# Start of MATERIAL PROVIDED

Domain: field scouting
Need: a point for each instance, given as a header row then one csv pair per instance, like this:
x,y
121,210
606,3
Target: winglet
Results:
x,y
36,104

# End of MATERIAL PROVIDED

## OBJECTIVE
Rewrite the entries, changing every "winglet" to "wingtip" and leaving everything else as it is.

## CORRECT OUTPUT
Domain: field scouting
Need: a point for each instance, given as a header row then one csv pair per instance, like this:
x,y
121,210
606,3
Target: wingtip
Results:
x,y
36,104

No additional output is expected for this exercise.